*** Opening Selected passage ***

Critical Errors

The Critical Error Log records non-correctable memory errors, as well as catastrophic hardware and software errors that cause a system to fail. This information helps you quickly identify and correct the problem, minimizing downtime.

This section displays a description of critical errors. The date and time of each error is followed by a brief description of the error. The time shown is rounded to the nearest hour.

If critical errors are marked with an exclamation point (!), indicating corrective action is required, the log condition is degraded. To eliminate the exclamation mark and indicate that an entry has been corrected, select the entries you wish to clear and click the Correct Marked Entries button or run Diagnostics on the device. An asterisk ( * ) indicates the log entry to which the Last Failure Message applies.

--------------------------------------------------------------------------------

IMPORTANT: Agents must have sets enabled and you must have the correct SNMP Community string to be able to mark entries as corrected.

--------------------------------------------------------------------------------

The following list displays errors that may be logged. If you receive any of these errors, run Diagnostics on your system or consult your software documentation.

Abnormal Program Termination - The device has detected a fatal software error resulting in a device failure.

ASR Base Memory Parity Error - The system detected a data error in base memory following a reset due to an ASR timeout.

*** Closing Selected passage ***
*** Opening Recorded data ***

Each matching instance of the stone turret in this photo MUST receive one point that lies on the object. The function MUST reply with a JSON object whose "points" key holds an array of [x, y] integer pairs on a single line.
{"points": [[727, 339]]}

*** Closing Recorded data ***

Required action A: In the critical errors text, switch "downtime" to "system outage" and give the passage again, starting with "The Critical Error" and going on through "Failure Message applies.".
Required action B: According to the critical errors text, which kinds of errors does the Critical Error Log record?
Required action C: Carry on the critical errors text from its last line, adding further entries in the same format to its list of errors that may be logged.

Answer A:
The Critical Error Log records non-correctable memory errors, as well as catastrophic hardware and software errors that cause a system to fail. This information helps you quickly identify and correct the problem, minimizing system outage.

This section displays a description of critical errors. The date and time of each error is followed by a brief description of the error. The time shown is rounded to the nearest hour.

If critical errors are marked with an exclamation point (!), indicating corrective action is required, the log condition is degraded. To eliminate the exclamation mark and indicate that an entry has been corrected, select the entries you wish to clear and click the Correct Marked Entries button or run Diagnostics on the device. An asterisk ( * ) indicates the log entry to which the Last Failure Message applies.

Answer B:
- Non-correctable memory errors
- Catastrophic hardware errors that cause a system to fail
- Catastrophic software errors that cause a system to fail

Answer C:
ASR Extended Memory Parity Error - The system detected a data error in extended memory following a reset due to an ASR timeout.

ASR Memory Parity Error - The system ROM was unable to allocate enough memory to create a stack. It was unable to put a message on the screen or continue booting the server.

ASR Reset Limit Reached - The maximum number of system resets has been reached. The System Configuration Utilities will be loaded.

ASR Reset Occurred - No error data is logged.

ASR Test Event - An ASR Test event was generated by the user through the system utilities. No action is required since the event was user-generated to test the ASR configuration.

ASR Timeout NMI - The server has generated an ASR NMI because the ASR timer has not been refreshed. This generally indicates a driver has not relinquished control of the processor causing a server failure. The resulting ASR NMI was generated to log this event. Note the module that was executing.

CPU Internal Corrected Error Threshold Exceeded - The system has detected that a CPU has exceeded the threshold for the number of internal ECC cache errors.

CPU Processor Power Module Failed - The system has detected that a processor’s power module has failed.

Critical Temperature - The system's critical temperature has been exceeded and auto shutdown has been initiated.

Error Detected On Bootup - The system detected an error during the Power-On Self-Test.

Exception - The processor has detected a critical exception resulting in a device failure.

Fan Failure - The system or processor fan failed.

NMI - CPU Local Error - The processor experienced a fatal error resulting in a device failure.

NMI - Expansion Board Error - A board on the expansion bus indicated an error condition causing a device failure.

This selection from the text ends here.